● **Selected excerpt**:

'''

Therefore, the United States offers incredible investment opportunities for European firms in virtually every aspect of the green economy, from smart grids to renewable energy to energy efficiency to transportation. Please feel free to contact my Senior Commercial Officer, Daniel Harris, and his team in France, or any of my other European SCOs, several of whom have joined us here today, if we can be of any assistance in helping you identify those opportunities.
The Obama Administration recognizes the urgent need to address environmental issues, and this Administration has already done more to mitigate climate change and create positive incentives for clean energy and efficiency than at any other point in U.S. history. The President’s National Export Initiative also demonstrates the U.S. commitment to assist U.S. companies that develop clean technology solutions to make these throughout the world.
When I speak of the critical role of the private sector, I do so from personal experience. Prior to my appointment by President Obama to serve in his Administration, I spent 30 years in the international business community, running business in 6 countries. I have seen firsthand the immense possibility, potential, and prosperity that come from global trade. The current economic and environmental climate make it more compelling than ever before to leverage the innovative developments within these green industries.

'''

● **What the task requires**:
Reproduce the green economy remarks word for word between "Therefore, the United" and "identify those opportunities.", inclusive.

● **Raw records**:
'''

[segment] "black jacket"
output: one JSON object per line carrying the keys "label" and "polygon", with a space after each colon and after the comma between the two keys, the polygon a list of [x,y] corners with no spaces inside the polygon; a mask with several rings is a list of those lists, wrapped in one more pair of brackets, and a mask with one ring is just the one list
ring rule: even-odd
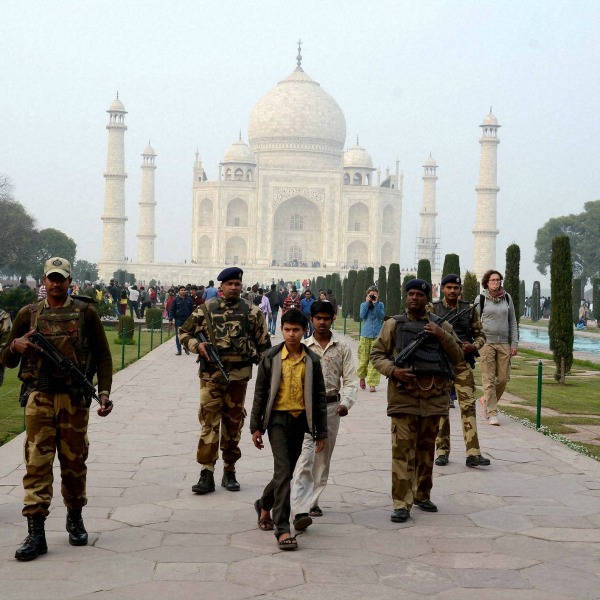
{"label": "black jacket", "polygon": [[[254,387],[254,403],[250,417],[250,431],[260,430],[264,433],[269,425],[271,409],[279,383],[281,381],[281,350],[284,343],[270,348],[263,355],[258,365],[256,385]],[[325,381],[321,368],[321,359],[309,348],[306,352],[306,372],[304,375],[304,406],[306,420],[314,439],[327,437],[327,400],[325,397]],[[307,389],[310,386],[310,389]]]}

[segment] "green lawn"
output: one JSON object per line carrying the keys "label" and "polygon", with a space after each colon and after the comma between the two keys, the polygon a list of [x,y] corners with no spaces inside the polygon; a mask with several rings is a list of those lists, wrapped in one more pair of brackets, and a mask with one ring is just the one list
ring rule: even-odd
{"label": "green lawn", "polygon": [[[125,366],[134,363],[138,359],[138,332],[136,327],[133,345],[125,346]],[[163,331],[163,343],[173,336],[173,331],[169,331],[165,325]],[[114,326],[106,326],[106,337],[110,346],[113,359],[113,372],[120,371],[122,368],[122,346],[115,344],[117,337]],[[140,356],[150,352],[152,348],[160,345],[160,331],[151,334],[149,331],[142,331],[140,340]],[[0,446],[18,435],[25,428],[23,409],[19,405],[19,390],[21,382],[17,379],[18,369],[6,369],[4,385],[0,387]]]}

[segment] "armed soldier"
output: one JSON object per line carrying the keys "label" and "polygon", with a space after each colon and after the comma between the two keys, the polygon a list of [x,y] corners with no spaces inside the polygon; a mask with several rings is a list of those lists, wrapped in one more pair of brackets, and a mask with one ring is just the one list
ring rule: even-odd
{"label": "armed soldier", "polygon": [[[441,302],[435,302],[433,305],[433,310],[438,317],[446,317],[469,308],[470,304],[468,302],[458,299],[461,290],[459,275],[450,274],[442,279],[444,298]],[[465,355],[465,360],[456,366],[454,387],[458,396],[463,438],[467,449],[466,465],[467,467],[487,467],[490,460],[481,456],[479,438],[477,437],[475,378],[471,369],[475,366],[477,351],[485,344],[485,334],[474,308],[460,316],[452,323],[452,326],[462,342],[462,350]],[[438,466],[447,465],[450,456],[450,419],[448,417],[440,419],[440,429],[435,445],[437,450],[435,464]]]}
{"label": "armed soldier", "polygon": [[52,465],[58,452],[62,486],[67,507],[69,543],[85,546],[88,535],[81,509],[85,493],[88,456],[87,424],[89,403],[82,387],[55,367],[30,337],[40,333],[78,369],[88,374],[97,369],[100,408],[112,410],[108,397],[112,384],[112,359],[98,313],[82,297],[67,294],[71,265],[64,258],[50,258],[44,266],[45,300],[22,308],[15,319],[1,362],[9,368],[20,364],[21,404],[25,407],[25,463],[23,478],[29,535],[16,551],[18,560],[33,560],[48,547],[44,521],[52,500]]}
{"label": "armed soldier", "polygon": [[[267,324],[258,306],[241,298],[242,269],[230,267],[219,274],[223,296],[201,304],[179,328],[184,348],[200,355],[200,410],[198,419],[202,433],[196,460],[201,465],[200,479],[192,486],[196,494],[215,491],[214,470],[219,455],[223,456],[221,485],[237,492],[235,463],[241,457],[239,441],[246,411],[246,387],[252,377],[252,365],[271,347]],[[204,333],[209,342],[196,338]],[[229,374],[227,382],[210,360],[208,344],[217,350]],[[220,436],[219,436],[220,432]]]}
{"label": "armed soldier", "polygon": [[[388,319],[373,344],[374,367],[388,378],[387,414],[392,418],[391,520],[404,523],[416,504],[437,512],[430,500],[435,437],[441,416],[448,416],[452,365],[463,360],[460,341],[448,323],[427,312],[431,285],[422,279],[406,284],[406,314]],[[411,357],[410,367],[396,366],[393,356],[422,331],[430,335]]]}

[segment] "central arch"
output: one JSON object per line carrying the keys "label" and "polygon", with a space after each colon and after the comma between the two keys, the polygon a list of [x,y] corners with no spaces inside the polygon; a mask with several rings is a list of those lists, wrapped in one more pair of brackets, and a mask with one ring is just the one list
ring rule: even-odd
{"label": "central arch", "polygon": [[323,261],[323,219],[321,210],[303,196],[282,202],[273,218],[273,256],[280,265],[290,262],[290,256],[312,263]]}

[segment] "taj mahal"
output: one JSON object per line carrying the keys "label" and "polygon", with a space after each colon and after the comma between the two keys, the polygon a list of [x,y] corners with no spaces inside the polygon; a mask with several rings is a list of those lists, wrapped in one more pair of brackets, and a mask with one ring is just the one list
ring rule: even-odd
{"label": "taj mahal", "polygon": [[[108,158],[102,214],[99,276],[118,269],[141,281],[205,282],[225,265],[239,265],[249,282],[295,280],[349,269],[400,263],[402,181],[395,172],[375,169],[367,150],[344,150],[346,120],[337,102],[297,65],[254,106],[248,143],[240,132],[224,153],[218,179],[208,180],[199,153],[193,162],[191,260],[155,261],[154,177],[156,152],[142,153],[137,257],[125,259],[123,102],[107,112]],[[496,160],[498,122],[491,113],[483,124],[480,181],[476,187],[474,270],[479,276],[496,264]],[[416,258],[439,269],[436,233],[437,164],[424,162],[421,225]]]}

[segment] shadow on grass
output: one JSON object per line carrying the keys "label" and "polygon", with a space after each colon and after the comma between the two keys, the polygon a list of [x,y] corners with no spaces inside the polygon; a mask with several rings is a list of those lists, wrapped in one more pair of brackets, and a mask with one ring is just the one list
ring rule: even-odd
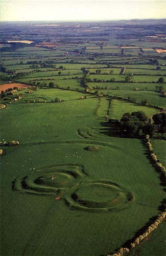
{"label": "shadow on grass", "polygon": [[144,140],[142,140],[141,141],[140,141],[140,143],[143,145],[143,148],[144,149],[144,155],[146,156],[146,158],[149,160],[149,163],[152,165],[156,172],[159,175],[159,178],[160,180],[160,184],[161,186],[164,187],[163,190],[164,191],[165,191],[165,187],[166,184],[166,180],[165,174],[160,170],[160,169],[157,166],[157,165],[155,164],[154,161],[153,160],[152,157],[148,152],[145,141]]}
{"label": "shadow on grass", "polygon": [[101,122],[101,125],[103,128],[99,133],[108,136],[121,137],[120,127],[118,123]]}

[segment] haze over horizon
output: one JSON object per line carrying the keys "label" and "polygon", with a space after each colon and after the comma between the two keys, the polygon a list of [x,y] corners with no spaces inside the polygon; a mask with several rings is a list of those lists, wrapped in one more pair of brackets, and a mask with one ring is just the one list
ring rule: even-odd
{"label": "haze over horizon", "polygon": [[163,0],[2,0],[0,21],[93,21],[166,18]]}

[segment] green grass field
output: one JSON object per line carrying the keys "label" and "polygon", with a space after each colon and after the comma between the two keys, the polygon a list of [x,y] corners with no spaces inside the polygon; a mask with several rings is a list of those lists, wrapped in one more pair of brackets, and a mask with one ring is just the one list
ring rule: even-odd
{"label": "green grass field", "polygon": [[[32,46],[0,53],[8,70],[1,72],[1,84],[41,87],[0,100],[7,104],[0,110],[0,141],[19,142],[1,146],[2,256],[106,256],[128,245],[162,210],[164,188],[143,139],[123,137],[120,124],[108,122],[105,116],[120,121],[126,113],[141,111],[151,118],[157,108],[165,109],[165,99],[156,87],[165,86],[157,82],[161,76],[165,80],[164,54],[152,49],[164,43],[130,38],[129,30],[121,37],[120,25],[111,28],[109,37],[105,34],[109,28],[100,36],[96,27],[90,32],[70,26],[67,37],[61,29],[60,36],[54,35],[54,28],[49,27],[48,34],[39,27],[36,35],[28,35],[54,42],[55,49]],[[101,26],[102,31],[106,28]],[[116,30],[120,35],[115,37]],[[55,69],[26,64],[36,60],[48,61]],[[61,66],[58,74],[55,68]],[[93,88],[89,94],[82,85],[82,68],[91,73],[87,76]],[[15,78],[15,72],[25,74]],[[130,74],[133,82],[124,82]],[[106,82],[113,78],[114,82]],[[60,89],[49,88],[50,82]],[[17,94],[22,98],[8,103]],[[137,104],[145,99],[155,108]],[[151,141],[165,166],[165,141]],[[129,256],[163,256],[164,227],[162,223]]]}
{"label": "green grass field", "polygon": [[[75,100],[81,95],[40,90],[33,97],[66,101],[25,104],[23,98],[1,112],[1,140],[20,143],[5,147],[2,158],[2,255],[106,255],[159,213],[164,193],[141,141],[106,135],[109,101]],[[112,101],[111,115],[138,110],[127,104]],[[85,150],[91,144],[99,150]]]}

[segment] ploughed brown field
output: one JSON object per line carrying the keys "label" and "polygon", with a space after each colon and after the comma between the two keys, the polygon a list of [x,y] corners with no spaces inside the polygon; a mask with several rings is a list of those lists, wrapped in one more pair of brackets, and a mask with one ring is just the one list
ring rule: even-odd
{"label": "ploughed brown field", "polygon": [[3,84],[0,84],[0,93],[1,93],[2,91],[5,92],[5,91],[9,88],[13,88],[15,87],[18,87],[18,88],[20,89],[23,87],[31,87],[31,86],[27,86],[27,84],[18,83],[4,83]]}
{"label": "ploughed brown field", "polygon": [[164,53],[166,52],[166,50],[163,50],[161,49],[155,49],[156,52],[157,52],[158,53]]}

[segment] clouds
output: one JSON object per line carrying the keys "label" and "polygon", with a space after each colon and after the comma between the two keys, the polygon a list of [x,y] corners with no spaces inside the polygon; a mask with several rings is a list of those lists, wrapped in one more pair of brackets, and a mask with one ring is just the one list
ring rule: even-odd
{"label": "clouds", "polygon": [[1,20],[163,18],[164,1],[2,0]]}

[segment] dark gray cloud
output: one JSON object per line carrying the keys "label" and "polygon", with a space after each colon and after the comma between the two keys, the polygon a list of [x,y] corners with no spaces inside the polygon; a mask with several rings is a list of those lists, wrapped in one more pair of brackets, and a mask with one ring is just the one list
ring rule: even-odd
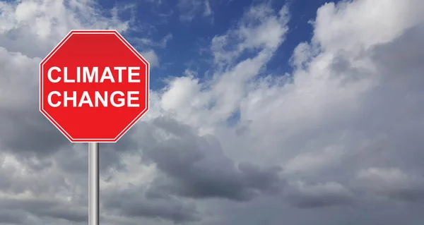
{"label": "dark gray cloud", "polygon": [[145,139],[149,142],[143,145],[143,157],[171,179],[166,183],[153,183],[158,187],[153,186],[151,191],[167,190],[184,197],[242,201],[260,193],[276,193],[284,183],[278,175],[280,167],[237,164],[224,154],[215,137],[199,136],[193,128],[171,118],[159,117],[139,128],[143,129],[141,136],[162,133],[172,137]]}
{"label": "dark gray cloud", "polygon": [[133,187],[107,192],[102,195],[102,205],[126,217],[168,219],[175,224],[200,220],[193,202],[184,202],[171,195],[145,197],[143,189]]}
{"label": "dark gray cloud", "polygon": [[[184,2],[189,16],[206,8]],[[255,51],[216,72],[216,89],[187,78],[153,92],[148,116],[117,143],[100,145],[102,223],[420,225],[424,20],[417,9],[423,5],[377,2],[321,7],[310,46],[293,57],[304,66],[290,83],[242,78],[268,62]],[[61,2],[37,4],[0,6],[0,23],[7,25],[0,32],[0,224],[86,224],[87,145],[69,143],[38,111],[41,59],[30,58],[61,37],[52,30],[83,23],[74,12],[55,14]],[[18,4],[35,6],[37,15],[19,14]],[[217,36],[216,44],[277,48],[282,36],[273,34],[282,27],[266,19],[277,13],[269,6],[247,10],[263,20]],[[95,14],[88,5],[78,10]],[[88,27],[125,27],[82,18],[100,21]],[[204,110],[202,101],[216,96],[223,97]],[[233,107],[238,128],[221,123]]]}

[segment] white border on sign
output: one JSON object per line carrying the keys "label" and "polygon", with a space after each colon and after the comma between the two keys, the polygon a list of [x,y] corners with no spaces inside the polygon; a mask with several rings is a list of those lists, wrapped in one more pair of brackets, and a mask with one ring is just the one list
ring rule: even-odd
{"label": "white border on sign", "polygon": [[[134,54],[140,61],[143,62],[146,66],[146,74],[147,75],[147,82],[146,83],[146,105],[145,109],[143,110],[137,116],[129,123],[114,138],[72,138],[45,109],[44,109],[44,92],[43,92],[43,69],[44,64],[47,63],[49,59],[57,51],[64,43],[73,35],[114,35],[118,39],[122,42],[122,43]],[[150,102],[148,101],[149,92],[150,92],[150,63],[143,56],[141,56],[134,47],[128,42],[119,34],[116,30],[71,30],[64,39],[57,44],[56,47],[49,53],[47,56],[40,63],[40,111],[45,115],[47,119],[49,119],[71,142],[117,142],[129,129],[137,123],[140,118],[148,111],[150,109]]]}

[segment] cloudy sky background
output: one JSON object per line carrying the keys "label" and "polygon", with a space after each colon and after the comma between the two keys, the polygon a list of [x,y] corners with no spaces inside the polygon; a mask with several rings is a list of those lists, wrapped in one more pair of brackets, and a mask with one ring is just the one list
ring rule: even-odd
{"label": "cloudy sky background", "polygon": [[119,30],[151,109],[100,145],[101,223],[423,224],[424,1],[0,1],[0,224],[86,224],[86,144],[38,111],[71,29]]}

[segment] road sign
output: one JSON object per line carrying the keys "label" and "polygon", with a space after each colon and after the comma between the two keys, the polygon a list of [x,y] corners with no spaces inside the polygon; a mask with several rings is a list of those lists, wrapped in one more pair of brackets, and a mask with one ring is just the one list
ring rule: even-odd
{"label": "road sign", "polygon": [[116,30],[72,30],[40,87],[40,111],[69,140],[114,142],[148,110],[149,64]]}

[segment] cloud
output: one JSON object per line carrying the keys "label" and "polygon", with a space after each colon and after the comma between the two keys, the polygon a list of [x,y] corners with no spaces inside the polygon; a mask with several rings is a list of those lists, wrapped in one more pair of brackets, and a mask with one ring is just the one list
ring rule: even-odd
{"label": "cloud", "polygon": [[213,14],[209,0],[179,0],[177,7],[179,10],[179,20],[183,22],[191,22],[199,16],[208,17]]}
{"label": "cloud", "polygon": [[152,66],[152,67],[159,66],[159,58],[153,50],[142,51],[141,54]]}
{"label": "cloud", "polygon": [[[97,6],[0,4],[0,222],[86,221],[87,146],[68,143],[34,93],[38,62],[69,29],[130,29]],[[324,4],[280,74],[267,66],[290,8],[247,8],[212,38],[208,75],[168,79],[131,131],[102,145],[105,224],[420,224],[423,6]]]}
{"label": "cloud", "polygon": [[242,201],[260,193],[276,193],[283,183],[278,166],[261,168],[247,162],[237,165],[223,154],[216,138],[199,136],[175,120],[159,117],[142,127],[144,130],[139,135],[150,140],[142,147],[143,155],[170,178],[154,181],[148,189],[151,195],[161,195],[160,192],[165,190],[184,197]]}

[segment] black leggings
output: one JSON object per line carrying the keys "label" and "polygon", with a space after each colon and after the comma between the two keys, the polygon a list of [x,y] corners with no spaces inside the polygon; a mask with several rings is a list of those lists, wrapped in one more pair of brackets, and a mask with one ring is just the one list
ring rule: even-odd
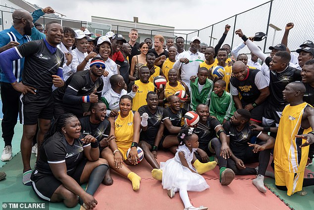
{"label": "black leggings", "polygon": [[[302,187],[308,187],[309,186],[314,185],[314,178],[308,178],[303,179],[303,184],[302,184]],[[276,187],[280,190],[284,190],[286,191],[288,190],[287,187],[285,186],[278,186],[276,185]]]}
{"label": "black leggings", "polygon": [[[262,145],[266,143],[265,141],[262,141],[258,144]],[[237,167],[237,165],[234,161],[231,158],[227,160],[227,167],[231,168],[237,174],[247,175],[247,174],[261,174],[265,175],[266,169],[269,162],[270,157],[270,150],[265,150],[261,151],[257,153],[253,152],[253,147],[248,146],[244,153],[242,157],[236,157],[241,159],[245,163],[251,163],[259,162],[259,170],[257,172],[256,169],[254,168],[246,167],[243,169],[239,169]]]}

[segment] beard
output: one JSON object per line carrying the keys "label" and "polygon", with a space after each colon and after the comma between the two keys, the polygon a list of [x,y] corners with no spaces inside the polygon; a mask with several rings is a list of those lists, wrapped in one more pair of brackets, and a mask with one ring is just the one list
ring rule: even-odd
{"label": "beard", "polygon": [[24,31],[25,35],[28,36],[31,36],[32,35],[32,27],[31,24],[28,22],[25,25],[25,27],[24,28]]}

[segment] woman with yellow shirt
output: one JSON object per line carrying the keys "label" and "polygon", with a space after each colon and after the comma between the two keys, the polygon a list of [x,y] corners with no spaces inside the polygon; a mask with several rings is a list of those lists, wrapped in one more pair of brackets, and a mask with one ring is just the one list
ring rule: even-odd
{"label": "woman with yellow shirt", "polygon": [[[133,190],[137,191],[140,189],[141,177],[130,170],[125,163],[132,165],[137,164],[141,117],[138,112],[131,110],[132,98],[127,95],[121,97],[119,107],[120,111],[118,117],[109,118],[111,124],[110,134],[114,135],[115,140],[111,141],[109,146],[104,149],[105,150],[104,157],[108,160],[110,167],[130,179]],[[126,157],[126,152],[130,148],[129,157]]]}

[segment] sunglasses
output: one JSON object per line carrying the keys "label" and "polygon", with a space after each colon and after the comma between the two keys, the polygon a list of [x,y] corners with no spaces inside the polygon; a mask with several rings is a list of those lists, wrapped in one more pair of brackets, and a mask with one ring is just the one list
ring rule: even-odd
{"label": "sunglasses", "polygon": [[102,69],[104,69],[105,68],[106,68],[106,66],[104,65],[100,65],[100,64],[96,64],[95,65],[95,66],[98,68],[99,69],[100,68],[102,67]]}

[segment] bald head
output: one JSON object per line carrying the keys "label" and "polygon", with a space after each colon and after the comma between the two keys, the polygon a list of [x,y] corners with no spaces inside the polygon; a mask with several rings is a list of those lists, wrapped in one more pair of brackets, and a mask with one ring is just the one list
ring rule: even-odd
{"label": "bald head", "polygon": [[24,18],[33,22],[33,17],[32,15],[25,9],[15,9],[12,13],[12,18],[13,24],[18,23],[22,22],[22,19]]}
{"label": "bald head", "polygon": [[233,71],[234,69],[241,69],[243,68],[246,68],[246,67],[244,63],[240,61],[236,61],[234,62],[233,65],[232,65],[232,71]]}
{"label": "bald head", "polygon": [[293,82],[287,84],[293,90],[297,91],[300,91],[302,94],[304,94],[306,91],[306,88],[303,83],[301,82]]}

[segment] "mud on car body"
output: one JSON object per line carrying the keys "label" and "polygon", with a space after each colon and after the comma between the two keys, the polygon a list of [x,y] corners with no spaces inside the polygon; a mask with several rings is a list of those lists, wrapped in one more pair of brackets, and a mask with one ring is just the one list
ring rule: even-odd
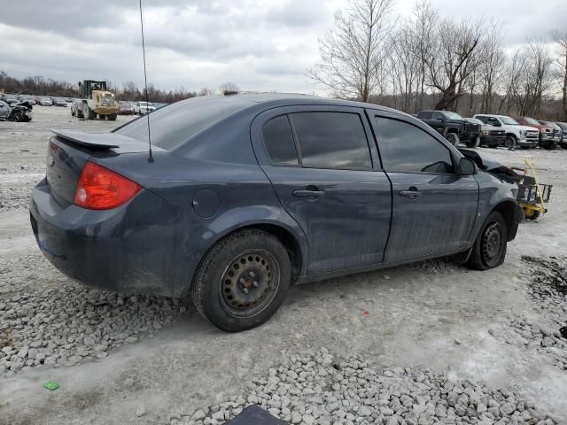
{"label": "mud on car body", "polygon": [[374,104],[204,97],[113,133],[58,130],[31,223],[63,273],[190,295],[212,323],[258,326],[291,284],[459,254],[502,263],[516,184],[430,127]]}

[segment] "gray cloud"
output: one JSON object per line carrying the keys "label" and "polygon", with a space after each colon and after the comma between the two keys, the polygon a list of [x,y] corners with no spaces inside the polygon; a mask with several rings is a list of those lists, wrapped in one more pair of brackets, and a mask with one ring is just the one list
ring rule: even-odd
{"label": "gray cloud", "polygon": [[[564,28],[567,2],[431,0],[441,15],[494,17],[509,46]],[[397,0],[408,15],[415,0]],[[141,85],[137,0],[18,0],[3,4],[0,69],[71,81]],[[198,89],[231,81],[245,89],[311,92],[305,69],[345,0],[144,0],[149,80]]]}

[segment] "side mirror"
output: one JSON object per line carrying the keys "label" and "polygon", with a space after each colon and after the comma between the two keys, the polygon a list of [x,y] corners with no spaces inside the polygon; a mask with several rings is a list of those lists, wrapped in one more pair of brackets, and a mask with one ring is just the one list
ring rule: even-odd
{"label": "side mirror", "polygon": [[459,175],[471,175],[477,174],[477,164],[470,158],[462,158],[459,161]]}

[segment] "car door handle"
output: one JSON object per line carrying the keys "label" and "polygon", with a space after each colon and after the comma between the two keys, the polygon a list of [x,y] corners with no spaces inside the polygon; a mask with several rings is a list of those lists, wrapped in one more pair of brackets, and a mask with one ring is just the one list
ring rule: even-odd
{"label": "car door handle", "polygon": [[415,188],[409,188],[409,190],[401,190],[400,192],[400,197],[409,197],[410,199],[415,199],[417,197],[421,197],[421,195],[422,195],[422,192],[420,192]]}
{"label": "car door handle", "polygon": [[293,196],[299,197],[318,197],[323,195],[324,192],[322,190],[293,190]]}

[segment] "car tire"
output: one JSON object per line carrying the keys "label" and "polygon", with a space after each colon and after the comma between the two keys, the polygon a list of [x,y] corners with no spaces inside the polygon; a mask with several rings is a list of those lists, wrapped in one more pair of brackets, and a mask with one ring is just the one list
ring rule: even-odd
{"label": "car tire", "polygon": [[555,143],[554,143],[553,142],[551,143],[546,143],[543,145],[543,149],[545,149],[546,151],[555,151]]}
{"label": "car tire", "polygon": [[508,228],[502,215],[493,211],[483,224],[467,267],[473,270],[488,270],[504,262],[508,244]]}
{"label": "car tire", "polygon": [[504,147],[508,148],[508,149],[516,149],[516,146],[517,145],[517,139],[516,138],[515,135],[507,135],[506,139],[504,140]]}
{"label": "car tire", "polygon": [[234,233],[205,256],[190,289],[197,310],[217,328],[238,332],[261,325],[278,310],[291,281],[285,248],[258,229]]}
{"label": "car tire", "polygon": [[445,138],[453,146],[456,147],[459,145],[459,135],[457,135],[456,133],[447,133],[447,135],[445,135]]}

'''

● **Answer to this task**:
Therefore, the United States offers incredible investment opportunities for European firms in virtually every aspect of the green economy, from smart grids to renewable energy to energy efficiency to transportation. Please feel free to contact my Senior Commercial Officer, Daniel Harris, and his team in France, or any of my other European SCOs, several of whom have joined us here today, if we can be of any assistance in helping you identify those opportunities.